__WRITTEN INSTRUCTION__: Beginning at the line containing "TARGET = man on motorcycle holding flag", output every line to the end of the data below exactly as it appears.

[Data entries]
********
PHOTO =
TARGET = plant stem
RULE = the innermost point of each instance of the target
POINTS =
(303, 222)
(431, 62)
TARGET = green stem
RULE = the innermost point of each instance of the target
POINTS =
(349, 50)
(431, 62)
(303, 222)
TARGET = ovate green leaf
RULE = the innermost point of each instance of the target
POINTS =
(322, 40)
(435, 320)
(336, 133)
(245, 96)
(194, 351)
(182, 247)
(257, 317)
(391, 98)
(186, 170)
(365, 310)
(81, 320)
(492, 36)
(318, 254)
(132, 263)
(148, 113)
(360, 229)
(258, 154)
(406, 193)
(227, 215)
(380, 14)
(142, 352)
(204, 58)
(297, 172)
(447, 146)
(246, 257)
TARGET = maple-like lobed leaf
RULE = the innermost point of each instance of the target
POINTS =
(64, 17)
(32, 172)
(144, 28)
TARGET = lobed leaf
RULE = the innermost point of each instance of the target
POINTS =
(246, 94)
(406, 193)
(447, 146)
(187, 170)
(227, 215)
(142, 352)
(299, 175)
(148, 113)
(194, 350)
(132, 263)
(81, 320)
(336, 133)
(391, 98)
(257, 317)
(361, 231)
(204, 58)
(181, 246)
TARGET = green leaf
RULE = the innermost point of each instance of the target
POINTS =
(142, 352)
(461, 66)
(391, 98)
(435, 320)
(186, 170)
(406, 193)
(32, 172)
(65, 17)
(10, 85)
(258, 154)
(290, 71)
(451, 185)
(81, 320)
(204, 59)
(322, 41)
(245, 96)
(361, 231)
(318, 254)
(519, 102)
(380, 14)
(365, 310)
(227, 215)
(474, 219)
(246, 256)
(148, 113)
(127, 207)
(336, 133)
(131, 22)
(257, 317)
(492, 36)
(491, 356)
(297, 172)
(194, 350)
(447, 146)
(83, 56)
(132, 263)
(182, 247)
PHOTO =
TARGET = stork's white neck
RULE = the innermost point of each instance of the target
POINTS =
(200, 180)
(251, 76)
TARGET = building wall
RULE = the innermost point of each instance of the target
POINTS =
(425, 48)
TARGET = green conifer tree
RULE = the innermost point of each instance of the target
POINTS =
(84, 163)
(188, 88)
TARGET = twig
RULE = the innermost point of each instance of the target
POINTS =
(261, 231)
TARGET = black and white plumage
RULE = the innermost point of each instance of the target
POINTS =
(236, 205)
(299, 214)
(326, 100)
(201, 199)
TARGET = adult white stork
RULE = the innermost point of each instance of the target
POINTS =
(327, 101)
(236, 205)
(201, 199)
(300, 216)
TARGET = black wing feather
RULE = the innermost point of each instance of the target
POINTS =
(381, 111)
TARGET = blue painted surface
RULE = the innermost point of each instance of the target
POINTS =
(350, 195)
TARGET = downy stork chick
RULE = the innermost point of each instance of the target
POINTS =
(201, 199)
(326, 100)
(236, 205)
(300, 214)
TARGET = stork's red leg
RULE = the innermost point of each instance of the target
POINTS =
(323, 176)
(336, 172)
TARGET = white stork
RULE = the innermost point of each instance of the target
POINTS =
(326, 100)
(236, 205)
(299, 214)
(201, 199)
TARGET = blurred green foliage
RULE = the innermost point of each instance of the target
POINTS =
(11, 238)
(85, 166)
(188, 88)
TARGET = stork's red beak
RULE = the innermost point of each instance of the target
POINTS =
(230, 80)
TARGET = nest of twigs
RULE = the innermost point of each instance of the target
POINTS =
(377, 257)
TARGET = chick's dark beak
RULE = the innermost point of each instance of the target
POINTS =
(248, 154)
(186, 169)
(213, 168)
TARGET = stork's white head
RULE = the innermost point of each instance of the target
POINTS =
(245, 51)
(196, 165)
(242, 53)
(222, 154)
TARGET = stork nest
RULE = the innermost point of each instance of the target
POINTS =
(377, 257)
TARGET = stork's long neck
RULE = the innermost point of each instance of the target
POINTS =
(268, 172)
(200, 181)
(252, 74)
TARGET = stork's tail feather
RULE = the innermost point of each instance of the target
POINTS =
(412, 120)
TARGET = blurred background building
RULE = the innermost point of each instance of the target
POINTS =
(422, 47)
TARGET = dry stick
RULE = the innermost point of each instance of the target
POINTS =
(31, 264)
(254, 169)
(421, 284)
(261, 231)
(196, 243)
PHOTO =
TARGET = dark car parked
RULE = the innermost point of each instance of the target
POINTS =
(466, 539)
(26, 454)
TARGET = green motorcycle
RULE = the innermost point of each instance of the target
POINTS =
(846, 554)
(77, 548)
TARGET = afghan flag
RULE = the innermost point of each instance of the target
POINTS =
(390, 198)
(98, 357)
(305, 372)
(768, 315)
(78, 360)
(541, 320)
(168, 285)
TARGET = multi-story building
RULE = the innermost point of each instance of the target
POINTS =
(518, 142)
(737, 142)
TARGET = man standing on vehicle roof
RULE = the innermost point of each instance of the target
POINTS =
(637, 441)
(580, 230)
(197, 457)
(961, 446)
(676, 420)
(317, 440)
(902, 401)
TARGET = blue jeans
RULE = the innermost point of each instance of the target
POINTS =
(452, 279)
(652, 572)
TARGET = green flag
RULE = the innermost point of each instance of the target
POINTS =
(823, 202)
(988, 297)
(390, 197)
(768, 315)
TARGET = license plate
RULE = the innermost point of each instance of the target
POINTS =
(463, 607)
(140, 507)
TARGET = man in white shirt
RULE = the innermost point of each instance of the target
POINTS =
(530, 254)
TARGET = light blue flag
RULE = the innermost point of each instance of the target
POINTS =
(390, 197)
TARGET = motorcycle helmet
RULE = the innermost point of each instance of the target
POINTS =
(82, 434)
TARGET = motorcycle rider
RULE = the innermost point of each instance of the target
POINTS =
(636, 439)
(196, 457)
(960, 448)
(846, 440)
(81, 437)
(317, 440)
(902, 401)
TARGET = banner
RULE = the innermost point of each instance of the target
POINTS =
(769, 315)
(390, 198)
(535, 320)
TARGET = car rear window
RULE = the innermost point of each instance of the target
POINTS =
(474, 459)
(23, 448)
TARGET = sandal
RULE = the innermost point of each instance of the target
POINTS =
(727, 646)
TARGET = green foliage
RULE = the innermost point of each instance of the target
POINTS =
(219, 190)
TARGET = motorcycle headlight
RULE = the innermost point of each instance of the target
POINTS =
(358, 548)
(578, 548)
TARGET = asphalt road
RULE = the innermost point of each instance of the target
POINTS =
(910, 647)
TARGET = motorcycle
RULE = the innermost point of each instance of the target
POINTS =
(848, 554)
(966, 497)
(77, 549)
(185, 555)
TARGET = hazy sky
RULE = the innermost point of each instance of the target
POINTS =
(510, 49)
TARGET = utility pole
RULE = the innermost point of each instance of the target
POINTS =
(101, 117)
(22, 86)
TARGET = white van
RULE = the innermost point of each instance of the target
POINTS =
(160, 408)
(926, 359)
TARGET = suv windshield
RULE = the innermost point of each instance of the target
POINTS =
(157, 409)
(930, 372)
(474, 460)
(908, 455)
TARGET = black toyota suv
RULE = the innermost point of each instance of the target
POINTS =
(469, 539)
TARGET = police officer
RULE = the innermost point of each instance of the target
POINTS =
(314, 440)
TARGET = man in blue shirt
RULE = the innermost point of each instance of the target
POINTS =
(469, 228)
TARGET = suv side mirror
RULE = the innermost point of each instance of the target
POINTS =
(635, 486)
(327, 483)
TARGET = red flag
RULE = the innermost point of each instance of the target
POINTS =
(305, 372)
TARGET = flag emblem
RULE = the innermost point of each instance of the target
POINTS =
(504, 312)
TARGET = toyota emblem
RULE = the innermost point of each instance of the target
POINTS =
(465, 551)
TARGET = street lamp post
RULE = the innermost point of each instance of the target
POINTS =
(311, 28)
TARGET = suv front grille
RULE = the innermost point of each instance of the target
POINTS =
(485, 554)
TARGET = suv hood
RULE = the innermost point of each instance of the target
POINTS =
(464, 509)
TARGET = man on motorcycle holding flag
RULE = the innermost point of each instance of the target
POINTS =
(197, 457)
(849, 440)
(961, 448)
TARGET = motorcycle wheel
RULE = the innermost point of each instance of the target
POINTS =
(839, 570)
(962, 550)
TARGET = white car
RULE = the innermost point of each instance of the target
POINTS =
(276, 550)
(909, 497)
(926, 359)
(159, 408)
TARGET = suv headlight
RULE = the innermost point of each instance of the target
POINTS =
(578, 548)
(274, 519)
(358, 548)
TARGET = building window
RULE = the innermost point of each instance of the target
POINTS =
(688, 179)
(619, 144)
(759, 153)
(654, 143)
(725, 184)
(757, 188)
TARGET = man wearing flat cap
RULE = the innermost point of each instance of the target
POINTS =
********
__SOLUTION__:
TARGET = man on motorcycle holding flag
RULE = the innermost point of each instance of the target
POINTS =
(197, 457)
(849, 440)
(961, 448)
TARGET = motorcycle wheel
RULE = the innermost point of each instance of the target
POINTS =
(839, 570)
(962, 550)
TARGET = white car
RULE = the innermost point of each instance of the target
POINTS =
(276, 550)
(909, 497)
(926, 359)
(159, 408)
TARGET = suv headlight
RULE = the innermost point of each instance of the target
POINTS =
(578, 548)
(274, 519)
(358, 548)
TARGET = building window
RULE = the innermost point of each instance of the target
POINTS =
(688, 179)
(619, 144)
(759, 153)
(654, 143)
(725, 184)
(757, 188)
TARGET = man wearing flat cap
RULE = the innermost point of each instance of the target
POINTS =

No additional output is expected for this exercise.